**ACTIVITY:** Could you return every record below word for word, leaving out the pictures?

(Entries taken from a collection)

::::

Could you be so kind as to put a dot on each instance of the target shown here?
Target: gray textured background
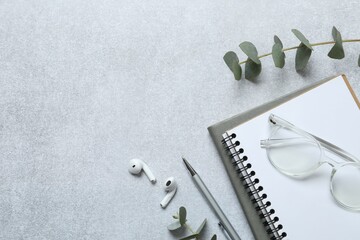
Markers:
(87, 85)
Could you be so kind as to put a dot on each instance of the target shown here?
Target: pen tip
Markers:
(189, 167)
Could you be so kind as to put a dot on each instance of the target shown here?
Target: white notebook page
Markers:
(305, 206)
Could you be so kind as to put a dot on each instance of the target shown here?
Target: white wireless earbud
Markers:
(136, 165)
(170, 188)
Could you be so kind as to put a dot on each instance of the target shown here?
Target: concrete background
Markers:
(87, 85)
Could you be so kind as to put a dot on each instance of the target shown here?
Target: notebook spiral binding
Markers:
(246, 175)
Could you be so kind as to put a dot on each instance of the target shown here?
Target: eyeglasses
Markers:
(297, 153)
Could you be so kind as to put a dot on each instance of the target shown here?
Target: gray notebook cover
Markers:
(216, 132)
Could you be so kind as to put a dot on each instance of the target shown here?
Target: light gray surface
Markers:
(88, 85)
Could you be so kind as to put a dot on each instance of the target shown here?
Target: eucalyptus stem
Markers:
(313, 45)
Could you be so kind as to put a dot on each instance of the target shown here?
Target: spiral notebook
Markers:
(278, 206)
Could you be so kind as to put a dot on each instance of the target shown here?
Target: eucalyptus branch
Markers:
(303, 53)
(181, 223)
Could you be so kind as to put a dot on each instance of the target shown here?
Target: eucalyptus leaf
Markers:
(232, 61)
(303, 54)
(200, 228)
(302, 38)
(250, 50)
(192, 236)
(277, 53)
(337, 51)
(182, 215)
(252, 70)
(277, 40)
(174, 226)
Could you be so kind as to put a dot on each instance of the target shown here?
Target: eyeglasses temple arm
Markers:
(275, 120)
(335, 149)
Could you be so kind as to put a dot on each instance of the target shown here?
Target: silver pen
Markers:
(224, 222)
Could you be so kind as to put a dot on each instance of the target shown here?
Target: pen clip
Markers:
(224, 231)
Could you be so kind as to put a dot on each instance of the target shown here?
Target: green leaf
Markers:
(250, 50)
(303, 54)
(302, 38)
(192, 236)
(337, 51)
(252, 70)
(200, 228)
(277, 53)
(182, 215)
(277, 40)
(232, 61)
(174, 226)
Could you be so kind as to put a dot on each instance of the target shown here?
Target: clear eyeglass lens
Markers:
(293, 154)
(346, 185)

::::

**TASK ANSWER:**
Could you be so kind as to put a dot on each instance of the target shown here?
Target: gray textured background
Markers:
(87, 85)
Could you be so kind as to put a dot on each instance of the target shown here?
Target: pen tip
Markers:
(189, 167)
Could you be so kind as to put a dot on each instance of the target shown here?
Target: white notebook page
Markers:
(305, 206)
Could you be so kind as to put a dot on each instance of the target shown here?
Target: white wireless earbud
Markers:
(136, 165)
(170, 188)
Could you be so kind as to put a dot on each instance of the target shown here?
Target: concrete background
Markers:
(87, 85)
Could you be so kind as to put a dot on each instance of the target shown here?
Target: notebook spiral binding
Markers:
(246, 175)
Could you be so kind as to put a dot on each instance of the target shown here?
Target: eyeglasses
Markers:
(297, 153)
Could you be so kind as to put a dot on each instance of the target shown here?
Target: gray notebook cover
Markers:
(216, 132)
Could you be so kind as to put a dot on each instance of the target shown here?
Target: light gray surface
Markers:
(88, 85)
Could you be so kind as to put a dot on each instance of the target shown here?
Target: eucalyptus stem
Markers:
(313, 45)
Could you be so kind as to put a dot on each instance of the target shown here?
Target: spiral notebook
Markers:
(278, 206)
Could you be so kind as to put a dot on each instance of the target shown here?
Target: eucalyptus branch
Markers:
(303, 53)
(181, 223)
Could you be so kind as to put a dot on each instance of the target shown here?
Target: eucalyptus leaf
Markers:
(232, 61)
(303, 54)
(200, 228)
(302, 38)
(250, 50)
(192, 236)
(277, 53)
(337, 51)
(182, 215)
(252, 70)
(277, 40)
(174, 226)
Could you be so kind as to put a dot on each instance of the target shown here?
Target: eyeglasses temple arm
Markers:
(275, 120)
(335, 149)
Could you be so kind as to put a dot on each instance of the target shown here?
Target: silver pen
Markers:
(224, 222)
Could you be so kind as to put a dot on each instance of the target shown here?
Target: pen clip
Markers:
(224, 231)
Could you be so kind as to put a dot on each instance of the target shown here?
Target: green leaf
Markers:
(250, 50)
(303, 54)
(302, 38)
(192, 236)
(337, 51)
(252, 70)
(200, 228)
(277, 53)
(182, 215)
(277, 40)
(232, 61)
(174, 226)
Could you be so kind as to put a dot on each instance of the target shown here?
Target: clear eyeglass lens
Markers:
(293, 154)
(346, 185)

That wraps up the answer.